## start Record set

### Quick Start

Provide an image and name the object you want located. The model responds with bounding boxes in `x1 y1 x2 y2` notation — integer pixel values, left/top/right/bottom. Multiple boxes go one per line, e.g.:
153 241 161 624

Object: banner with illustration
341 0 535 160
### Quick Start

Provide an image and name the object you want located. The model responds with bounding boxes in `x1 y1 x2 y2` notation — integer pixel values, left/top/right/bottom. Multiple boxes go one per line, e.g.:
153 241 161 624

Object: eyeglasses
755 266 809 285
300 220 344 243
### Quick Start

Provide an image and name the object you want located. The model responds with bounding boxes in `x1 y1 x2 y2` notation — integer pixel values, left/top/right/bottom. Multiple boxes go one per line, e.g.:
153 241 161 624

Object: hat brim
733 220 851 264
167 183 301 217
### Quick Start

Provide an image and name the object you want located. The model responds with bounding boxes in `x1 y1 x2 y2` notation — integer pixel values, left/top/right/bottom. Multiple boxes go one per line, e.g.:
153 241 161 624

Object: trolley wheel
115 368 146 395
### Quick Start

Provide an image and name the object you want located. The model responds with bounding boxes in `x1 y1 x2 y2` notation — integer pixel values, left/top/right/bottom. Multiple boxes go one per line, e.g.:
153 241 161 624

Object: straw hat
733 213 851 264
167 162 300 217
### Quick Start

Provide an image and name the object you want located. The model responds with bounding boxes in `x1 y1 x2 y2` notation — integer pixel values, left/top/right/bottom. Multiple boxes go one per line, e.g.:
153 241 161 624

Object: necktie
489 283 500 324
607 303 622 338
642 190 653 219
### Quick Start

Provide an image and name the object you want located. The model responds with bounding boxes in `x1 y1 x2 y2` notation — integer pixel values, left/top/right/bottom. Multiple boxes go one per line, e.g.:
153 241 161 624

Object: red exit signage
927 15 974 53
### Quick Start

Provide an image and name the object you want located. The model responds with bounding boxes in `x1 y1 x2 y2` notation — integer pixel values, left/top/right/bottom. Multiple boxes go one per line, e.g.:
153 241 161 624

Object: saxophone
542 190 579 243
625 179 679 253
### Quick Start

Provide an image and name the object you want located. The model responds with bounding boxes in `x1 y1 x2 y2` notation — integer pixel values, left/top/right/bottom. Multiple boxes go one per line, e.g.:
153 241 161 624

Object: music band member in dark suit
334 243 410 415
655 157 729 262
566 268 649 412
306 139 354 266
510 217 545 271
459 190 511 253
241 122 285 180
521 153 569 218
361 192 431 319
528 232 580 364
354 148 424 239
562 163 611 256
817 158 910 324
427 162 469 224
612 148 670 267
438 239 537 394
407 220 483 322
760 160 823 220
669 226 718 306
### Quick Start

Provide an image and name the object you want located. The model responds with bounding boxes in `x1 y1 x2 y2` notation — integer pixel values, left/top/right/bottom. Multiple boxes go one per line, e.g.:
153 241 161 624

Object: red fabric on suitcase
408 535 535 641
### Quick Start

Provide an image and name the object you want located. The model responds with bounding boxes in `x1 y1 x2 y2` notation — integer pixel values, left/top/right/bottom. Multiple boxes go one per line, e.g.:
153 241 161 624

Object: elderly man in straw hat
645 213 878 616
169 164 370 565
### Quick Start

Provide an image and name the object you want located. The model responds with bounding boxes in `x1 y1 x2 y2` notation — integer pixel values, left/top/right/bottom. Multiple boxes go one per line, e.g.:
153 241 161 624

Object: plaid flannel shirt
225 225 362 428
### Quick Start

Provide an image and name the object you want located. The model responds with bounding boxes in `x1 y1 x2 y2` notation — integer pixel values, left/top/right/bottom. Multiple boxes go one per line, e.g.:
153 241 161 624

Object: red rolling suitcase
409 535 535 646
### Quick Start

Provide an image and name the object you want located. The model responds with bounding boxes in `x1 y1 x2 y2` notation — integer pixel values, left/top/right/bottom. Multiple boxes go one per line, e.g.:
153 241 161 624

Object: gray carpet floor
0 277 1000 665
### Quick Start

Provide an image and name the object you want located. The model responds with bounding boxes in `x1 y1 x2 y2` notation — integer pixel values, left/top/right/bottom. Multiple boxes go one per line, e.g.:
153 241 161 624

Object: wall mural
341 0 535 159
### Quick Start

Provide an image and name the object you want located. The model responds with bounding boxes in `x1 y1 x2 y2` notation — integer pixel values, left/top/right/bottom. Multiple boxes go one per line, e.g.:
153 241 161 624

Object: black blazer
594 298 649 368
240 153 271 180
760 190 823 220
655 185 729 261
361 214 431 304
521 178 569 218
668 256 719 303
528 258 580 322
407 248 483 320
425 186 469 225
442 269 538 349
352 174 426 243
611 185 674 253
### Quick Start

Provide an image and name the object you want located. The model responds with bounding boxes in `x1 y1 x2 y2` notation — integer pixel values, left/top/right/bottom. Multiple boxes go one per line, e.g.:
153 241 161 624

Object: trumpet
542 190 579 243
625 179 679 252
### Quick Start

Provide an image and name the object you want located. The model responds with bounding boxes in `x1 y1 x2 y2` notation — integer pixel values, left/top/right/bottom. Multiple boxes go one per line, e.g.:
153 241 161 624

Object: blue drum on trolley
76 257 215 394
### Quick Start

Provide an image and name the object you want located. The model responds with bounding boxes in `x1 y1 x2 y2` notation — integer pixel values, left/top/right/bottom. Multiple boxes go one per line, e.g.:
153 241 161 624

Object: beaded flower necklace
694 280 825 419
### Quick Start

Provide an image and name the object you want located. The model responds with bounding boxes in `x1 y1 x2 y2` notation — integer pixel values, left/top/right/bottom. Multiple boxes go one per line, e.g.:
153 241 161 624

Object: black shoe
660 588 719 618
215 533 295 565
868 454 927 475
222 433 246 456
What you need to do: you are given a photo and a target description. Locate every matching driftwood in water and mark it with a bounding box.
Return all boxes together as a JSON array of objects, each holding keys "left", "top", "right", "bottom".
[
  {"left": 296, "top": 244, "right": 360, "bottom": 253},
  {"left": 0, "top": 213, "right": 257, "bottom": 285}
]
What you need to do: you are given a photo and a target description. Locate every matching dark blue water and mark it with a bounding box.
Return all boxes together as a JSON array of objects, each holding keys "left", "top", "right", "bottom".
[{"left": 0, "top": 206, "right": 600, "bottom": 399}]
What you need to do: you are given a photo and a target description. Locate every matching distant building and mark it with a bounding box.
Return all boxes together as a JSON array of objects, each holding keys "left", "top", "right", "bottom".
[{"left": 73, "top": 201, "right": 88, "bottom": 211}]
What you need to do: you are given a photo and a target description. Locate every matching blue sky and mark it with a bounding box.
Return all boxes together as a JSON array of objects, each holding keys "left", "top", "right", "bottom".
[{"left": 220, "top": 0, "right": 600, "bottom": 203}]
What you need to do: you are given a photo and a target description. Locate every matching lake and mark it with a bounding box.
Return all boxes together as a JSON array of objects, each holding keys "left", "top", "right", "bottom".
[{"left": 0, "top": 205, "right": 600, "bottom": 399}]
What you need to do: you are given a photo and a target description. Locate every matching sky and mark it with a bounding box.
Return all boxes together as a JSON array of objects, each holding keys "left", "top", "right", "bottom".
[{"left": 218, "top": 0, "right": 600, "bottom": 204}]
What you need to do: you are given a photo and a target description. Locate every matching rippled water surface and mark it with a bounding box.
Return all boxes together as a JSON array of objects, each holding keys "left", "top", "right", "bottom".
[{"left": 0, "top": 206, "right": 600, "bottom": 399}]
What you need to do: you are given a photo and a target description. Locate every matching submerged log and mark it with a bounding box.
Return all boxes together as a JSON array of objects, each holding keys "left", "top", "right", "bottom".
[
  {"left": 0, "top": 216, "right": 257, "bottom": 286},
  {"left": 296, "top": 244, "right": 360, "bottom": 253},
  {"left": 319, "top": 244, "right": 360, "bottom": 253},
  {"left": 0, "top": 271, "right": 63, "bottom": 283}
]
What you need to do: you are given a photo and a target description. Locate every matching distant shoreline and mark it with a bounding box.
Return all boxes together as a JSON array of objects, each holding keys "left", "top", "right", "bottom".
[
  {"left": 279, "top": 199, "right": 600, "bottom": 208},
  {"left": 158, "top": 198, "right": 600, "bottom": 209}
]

## end Record set

■ Task to complete: Please copy the entries from the line with "surface and mark it with a bounding box." to the end of the entries, swapping "Locate" for "Find" and leaving everything else unchanged.

■ Final answer:
What you need to do: you are given a photo and a target description. Find every matching rippled water surface and mark it with a bounding box.
Return all boxes together as a JSON array of objects, each holding keys "left", "top", "right", "bottom".
[{"left": 0, "top": 206, "right": 600, "bottom": 399}]
What you need to do: you are given a photo and a target description. Find every matching submerged log and mark it with a bounding box.
Return all boxes together as a JSON array of objects, each holding keys "left", "top", "right", "bottom".
[
  {"left": 0, "top": 216, "right": 257, "bottom": 286},
  {"left": 296, "top": 244, "right": 360, "bottom": 253},
  {"left": 319, "top": 244, "right": 360, "bottom": 253},
  {"left": 0, "top": 271, "right": 63, "bottom": 283}
]
What you need to do: you are given a photo and a target description. Find every matching distant shoreline and mark it with a bounding box.
Return all boxes together as a JSON array of objects, each holding keys "left", "top", "right", "bottom".
[
  {"left": 279, "top": 199, "right": 600, "bottom": 208},
  {"left": 158, "top": 198, "right": 600, "bottom": 209}
]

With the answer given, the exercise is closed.